Exercise objective »
Copy the lines below, putting "far-off building" wherever "distant building" appears and leaving everything else unchanged.

Exercise inputs »
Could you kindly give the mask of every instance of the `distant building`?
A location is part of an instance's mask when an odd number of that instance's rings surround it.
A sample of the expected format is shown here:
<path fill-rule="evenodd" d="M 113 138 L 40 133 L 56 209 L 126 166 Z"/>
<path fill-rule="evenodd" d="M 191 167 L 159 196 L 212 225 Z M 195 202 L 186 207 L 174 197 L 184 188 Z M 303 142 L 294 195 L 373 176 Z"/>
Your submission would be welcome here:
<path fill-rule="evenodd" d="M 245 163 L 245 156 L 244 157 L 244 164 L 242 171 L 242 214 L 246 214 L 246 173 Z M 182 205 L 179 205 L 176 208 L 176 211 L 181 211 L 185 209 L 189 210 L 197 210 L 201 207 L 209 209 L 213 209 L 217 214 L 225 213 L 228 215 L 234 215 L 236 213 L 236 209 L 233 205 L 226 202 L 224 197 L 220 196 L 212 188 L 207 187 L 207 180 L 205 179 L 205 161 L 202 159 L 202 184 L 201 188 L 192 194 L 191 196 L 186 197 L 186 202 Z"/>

Solution to this problem »
Could you kindly give the mask of every instance of the `far-off building`?
A location is part of an instance's mask when an odd number of that instance's rings surround it.
A sample of the expected format is shown here:
<path fill-rule="evenodd" d="M 113 138 L 40 133 L 56 209 L 126 166 Z"/>
<path fill-rule="evenodd" d="M 191 167 L 159 196 L 212 225 Z M 195 202 L 186 207 L 174 197 L 184 188 Z M 303 142 L 294 195 L 373 176 Z"/>
Your submission would be welcome here:
<path fill-rule="evenodd" d="M 245 163 L 245 156 L 244 157 L 244 164 L 242 171 L 242 214 L 246 214 L 246 173 Z M 182 205 L 179 205 L 176 208 L 176 211 L 181 211 L 185 209 L 189 210 L 197 210 L 201 207 L 209 209 L 213 209 L 217 214 L 225 213 L 228 215 L 234 215 L 236 213 L 236 209 L 233 205 L 226 202 L 224 197 L 220 196 L 212 188 L 207 187 L 207 180 L 205 179 L 205 161 L 202 159 L 202 184 L 201 188 L 192 194 L 191 196 L 186 197 L 186 202 Z"/>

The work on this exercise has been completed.